▶ _Extract_
+ + + + +
Design Considerations for Electronics in Space
This is what I do! Many, many excellent books have been written on the subject, but as a brief bullet-point list, focused particular on embedded systems for space usage:
In general, we use many of the high-reliability design practices learned over many decades of hard-learned lessons from the defense, aviation and even automotive (brake controllers, ABS). This includes methods of fault tolerance (n-redundancy, fail-safe, etc.), rigorous analysis and quality-control of software and hardware, and observance of the many standards written on the subject.(Especially critical if you work for a traditional space environment).
For electronics specifically, ionizing radiation and the lack of Earth's magnetosphere is the big one. As gross oversimplification, we can split into two-classes: total-ionizing dose (TID) and single-event effects. Both have mitigations that range from throwing lots of money at specialized hardware, and clever software/design solutions that can mitigate the effects enough in a much cheaper fashion.
TID is exactly what it sounds like -- over time, you accumulate damage from ionizing radiation and eventually your semiconductors cease to become semiconductors. The effects vary hugely based on process-size, makeup and many other device-level effects but effects you may see include MOSFET threshold voltage shift -- picture a N-channel MOSFET who's Vt slowly drifts downwards until it is always on. Some incredibly hardened-processes have been developed to support very high dose amounts -- the Jupiter-destined Juno mission has some incredible hardware inside a massive, literal vault.
A side-note on TID, since of course radiation-effects are also of interest for terrestrial applications such as nuclear weapons, testing is often done at high and low dose rates. Some semiconductor devices express different results for both -- for example, a paper I read subjected a LDO to both high and low-dose rates. One degraded the Brokaw band-gap circuit, drooping the output voltage over time. The other degraded the beta of the output transistor, reducing the output current over time.
+ + + + +
▶ _Supplied material_

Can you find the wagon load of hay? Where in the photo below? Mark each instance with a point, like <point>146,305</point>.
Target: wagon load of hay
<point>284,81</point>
+ + + + +
▶ _Required work_
From the passage on designing electronics for space, list every industry whose high-reliability design lessons the writer says are applied to space work.

▶ _Correct result_
- Defense
- Aviation
- Automotive (brake controllers, ABS)